Dataset excerpts ::
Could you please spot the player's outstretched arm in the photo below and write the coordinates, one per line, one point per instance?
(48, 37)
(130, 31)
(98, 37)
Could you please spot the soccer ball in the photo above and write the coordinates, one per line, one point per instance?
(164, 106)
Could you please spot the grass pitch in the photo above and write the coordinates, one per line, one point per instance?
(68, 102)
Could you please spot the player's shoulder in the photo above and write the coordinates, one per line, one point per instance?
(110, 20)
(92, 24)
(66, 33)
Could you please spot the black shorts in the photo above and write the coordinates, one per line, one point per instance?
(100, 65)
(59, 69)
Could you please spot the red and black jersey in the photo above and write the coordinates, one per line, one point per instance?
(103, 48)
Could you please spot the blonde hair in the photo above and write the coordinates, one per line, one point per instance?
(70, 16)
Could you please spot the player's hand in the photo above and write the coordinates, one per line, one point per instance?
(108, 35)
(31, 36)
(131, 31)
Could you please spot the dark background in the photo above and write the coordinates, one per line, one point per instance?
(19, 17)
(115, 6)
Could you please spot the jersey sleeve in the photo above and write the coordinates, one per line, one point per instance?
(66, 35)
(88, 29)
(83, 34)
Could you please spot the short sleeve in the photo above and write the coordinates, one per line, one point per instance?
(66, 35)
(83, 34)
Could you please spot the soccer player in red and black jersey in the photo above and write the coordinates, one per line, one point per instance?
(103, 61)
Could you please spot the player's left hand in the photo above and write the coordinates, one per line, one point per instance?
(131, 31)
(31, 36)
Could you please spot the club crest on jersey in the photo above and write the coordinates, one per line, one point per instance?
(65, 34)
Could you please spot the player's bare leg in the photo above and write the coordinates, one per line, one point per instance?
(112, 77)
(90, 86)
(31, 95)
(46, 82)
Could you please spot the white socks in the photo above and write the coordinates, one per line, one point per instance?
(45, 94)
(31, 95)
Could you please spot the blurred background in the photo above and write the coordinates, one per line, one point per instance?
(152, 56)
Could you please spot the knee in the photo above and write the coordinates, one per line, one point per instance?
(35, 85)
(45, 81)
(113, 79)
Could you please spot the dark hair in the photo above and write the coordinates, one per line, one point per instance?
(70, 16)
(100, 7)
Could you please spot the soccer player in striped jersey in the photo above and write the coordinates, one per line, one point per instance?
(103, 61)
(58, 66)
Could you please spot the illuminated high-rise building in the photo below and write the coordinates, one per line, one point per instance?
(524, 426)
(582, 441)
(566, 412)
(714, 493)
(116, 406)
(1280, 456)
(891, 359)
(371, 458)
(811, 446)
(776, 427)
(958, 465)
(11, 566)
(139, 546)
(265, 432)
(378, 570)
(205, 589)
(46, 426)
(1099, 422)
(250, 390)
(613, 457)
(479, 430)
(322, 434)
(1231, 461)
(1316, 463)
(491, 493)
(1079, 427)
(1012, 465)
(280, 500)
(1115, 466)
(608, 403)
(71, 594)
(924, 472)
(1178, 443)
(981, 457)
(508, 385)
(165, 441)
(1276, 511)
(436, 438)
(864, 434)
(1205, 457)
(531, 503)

Aim :: Copy all of the data. Keep every word exactly as it is.

Result ::
Could you please spot the player's outstretched arm in the photo below and write the coordinates, one per line, one point per instance?
(48, 37)
(130, 31)
(98, 37)
Could you please spot the soccer ball in the photo above and write the coordinates, one per line, one point per instance?
(164, 106)
Could you please spot the grass pitch in the photo above and write the coordinates, one per line, one point per instance?
(68, 102)
Could you please spot the player's shoulder in the photo above and write the coordinates, one per line, one point per instance?
(110, 20)
(92, 24)
(66, 33)
Could you please spot the black shorts in the photo above and write the coordinates, one per line, one point per instance?
(100, 65)
(59, 69)
Could you please spot the red and black jersey in the photo above and write the coordinates, one per line, one point per instance?
(103, 48)
Could you please spot the blonde hair in the photo above and write the coordinates, one per line, one point per instance?
(70, 16)
Could you please spot the player's hand in the photo above and write the coordinates, one per line, one point per instance?
(108, 35)
(31, 36)
(131, 31)
Could you please spot the dark background in the photo above and write the coordinates, one per line, one point per instance?
(19, 17)
(115, 6)
Could you please spot the jersey sleeve in the photo above and write the coordinates, one per line, one point per instance?
(66, 35)
(88, 29)
(83, 34)
Could you please spot the short sleeve in the photo above and write the coordinates, one per line, one point per instance?
(66, 35)
(83, 34)
Could you please spot the soccer player in red and black jersey in the photo above and write the coordinates, one per line, one point per instance?
(103, 61)
Could you please spot the player's left hand in the photo above and write the coordinates, one per line, one point per instance?
(131, 31)
(31, 36)
Could you please spot the club crest on jersey in the photo above and write the coordinates, one per line, one point per instance?
(65, 34)
Could you please spot the player's bare leg in the photo above and write the coordinates, one per line, one point per instance?
(112, 77)
(90, 86)
(31, 95)
(46, 82)
Could you please spot the white socks in the photo above and write the coordinates, one per line, one point per instance?
(45, 94)
(31, 95)
Could you please spot the blurred background in the photo above and write the coordinates, one per line, one point per instance?
(152, 56)
Could you please spot the knee in the photo above and write the coordinates, one per line, one point per instance?
(35, 85)
(45, 81)
(113, 79)
Could you please spot the dark hair in the photo above and write the coordinates, one per line, one point per instance?
(70, 16)
(100, 7)
Could you please spot the soccer player in striped jersey in the photo above and write the coordinates, one per line, one point per instance?
(103, 61)
(58, 66)
Could you please spot the illuminated high-rise building in the photo below and write the coordinates, one per line, one point per instance?
(524, 426)
(582, 441)
(566, 412)
(714, 493)
(116, 406)
(1280, 456)
(891, 359)
(371, 458)
(811, 446)
(776, 427)
(958, 465)
(11, 566)
(139, 546)
(265, 432)
(378, 570)
(205, 589)
(46, 426)
(1099, 422)
(250, 390)
(613, 457)
(479, 430)
(322, 434)
(1231, 461)
(1316, 463)
(491, 493)
(1079, 427)
(1012, 465)
(280, 500)
(1115, 466)
(608, 403)
(71, 594)
(924, 472)
(1178, 443)
(981, 457)
(508, 385)
(165, 441)
(1276, 511)
(436, 438)
(864, 434)
(1205, 457)
(531, 503)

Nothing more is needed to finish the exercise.